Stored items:

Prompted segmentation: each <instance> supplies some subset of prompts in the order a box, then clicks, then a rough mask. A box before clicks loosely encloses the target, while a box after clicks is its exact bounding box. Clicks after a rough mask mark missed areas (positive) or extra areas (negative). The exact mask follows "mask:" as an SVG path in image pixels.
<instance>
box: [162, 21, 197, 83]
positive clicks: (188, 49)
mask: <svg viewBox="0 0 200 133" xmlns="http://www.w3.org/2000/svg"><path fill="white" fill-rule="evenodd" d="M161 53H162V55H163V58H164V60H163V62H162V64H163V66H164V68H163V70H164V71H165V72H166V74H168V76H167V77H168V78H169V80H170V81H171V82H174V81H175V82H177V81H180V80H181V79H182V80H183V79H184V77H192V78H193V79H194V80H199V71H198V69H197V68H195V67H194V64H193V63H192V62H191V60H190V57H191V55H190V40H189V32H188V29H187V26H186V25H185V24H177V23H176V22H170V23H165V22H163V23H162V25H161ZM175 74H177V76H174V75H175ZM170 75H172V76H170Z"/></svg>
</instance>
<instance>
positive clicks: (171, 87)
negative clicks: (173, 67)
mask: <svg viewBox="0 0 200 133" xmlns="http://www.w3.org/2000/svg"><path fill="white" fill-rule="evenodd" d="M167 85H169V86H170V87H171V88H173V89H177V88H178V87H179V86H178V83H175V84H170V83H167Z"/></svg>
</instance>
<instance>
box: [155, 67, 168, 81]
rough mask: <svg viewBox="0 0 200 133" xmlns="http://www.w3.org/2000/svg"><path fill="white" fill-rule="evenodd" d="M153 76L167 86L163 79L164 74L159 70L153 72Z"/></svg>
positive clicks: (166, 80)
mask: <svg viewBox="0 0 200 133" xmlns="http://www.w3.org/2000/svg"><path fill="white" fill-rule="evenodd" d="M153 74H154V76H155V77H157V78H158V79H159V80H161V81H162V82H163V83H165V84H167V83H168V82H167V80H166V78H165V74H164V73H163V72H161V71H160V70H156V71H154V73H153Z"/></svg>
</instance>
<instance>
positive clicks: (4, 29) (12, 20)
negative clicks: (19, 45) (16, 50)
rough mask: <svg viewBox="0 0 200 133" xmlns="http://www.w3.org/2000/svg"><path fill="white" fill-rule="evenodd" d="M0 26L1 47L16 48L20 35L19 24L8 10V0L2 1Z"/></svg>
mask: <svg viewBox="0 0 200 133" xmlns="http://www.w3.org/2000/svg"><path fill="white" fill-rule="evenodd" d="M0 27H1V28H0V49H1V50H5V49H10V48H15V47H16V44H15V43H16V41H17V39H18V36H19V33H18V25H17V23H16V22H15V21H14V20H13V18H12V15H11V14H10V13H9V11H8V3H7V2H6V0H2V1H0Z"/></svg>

> [Exercise details] Once you have read the records, repeat them all exactly.

> [Expected answer]
Prompted segmentation: each <instance> supplies some subset of prompts in the order a box, then clicks, then a rough mask. A box before clicks loosely encloses the target, while a box after clicks is its exact bounding box. Clicks after a rough mask mark missed areas (positive) or extra areas (negative). The exact mask follows "mask:" as an SVG path in image pixels.
<instance>
box: [162, 21, 197, 83]
positive clicks: (188, 49)
mask: <svg viewBox="0 0 200 133" xmlns="http://www.w3.org/2000/svg"><path fill="white" fill-rule="evenodd" d="M161 53H162V55H163V58H164V60H163V62H162V64H163V66H164V68H163V70H164V71H165V72H166V74H168V76H167V77H168V78H169V80H170V81H171V82H174V81H175V82H177V81H180V80H181V79H182V80H183V79H184V77H192V78H193V79H194V80H199V71H198V69H197V68H195V67H194V64H193V63H192V62H191V60H190V57H191V55H190V40H189V32H188V29H187V26H186V25H185V24H177V23H176V22H170V23H165V22H163V23H162V25H161ZM175 74H177V76H174V75H175ZM170 75H172V76H170Z"/></svg>
</instance>
<instance>
positive clicks: (171, 87)
negative clicks: (173, 67)
mask: <svg viewBox="0 0 200 133" xmlns="http://www.w3.org/2000/svg"><path fill="white" fill-rule="evenodd" d="M167 85H169V86H170V87H171V88H173V89H177V88H178V87H179V86H178V83H175V84H170V83H167Z"/></svg>
</instance>
<instance>
box: [155, 67, 168, 81]
rough mask: <svg viewBox="0 0 200 133" xmlns="http://www.w3.org/2000/svg"><path fill="white" fill-rule="evenodd" d="M153 76L167 86L163 79L164 74L159 70L153 72Z"/></svg>
positive clicks: (166, 80)
mask: <svg viewBox="0 0 200 133" xmlns="http://www.w3.org/2000/svg"><path fill="white" fill-rule="evenodd" d="M153 74H154V76H155V77H157V78H158V79H159V80H161V81H162V82H163V83H165V84H167V83H168V82H167V80H166V78H165V74H164V73H163V72H161V71H160V70H156V71H154V73H153Z"/></svg>
</instance>
<instance>
positive clicks: (4, 29) (12, 20)
negative clicks: (19, 45) (16, 50)
rough mask: <svg viewBox="0 0 200 133" xmlns="http://www.w3.org/2000/svg"><path fill="white" fill-rule="evenodd" d="M0 26L1 47L16 48L20 35L19 24L8 10V0L2 1Z"/></svg>
mask: <svg viewBox="0 0 200 133" xmlns="http://www.w3.org/2000/svg"><path fill="white" fill-rule="evenodd" d="M0 27H1V28H0V49H1V50H5V49H10V48H15V47H16V44H15V43H16V41H17V39H18V36H19V33H18V25H17V23H16V22H15V21H14V20H13V18H12V15H11V14H10V13H9V11H8V3H7V2H6V0H2V1H0Z"/></svg>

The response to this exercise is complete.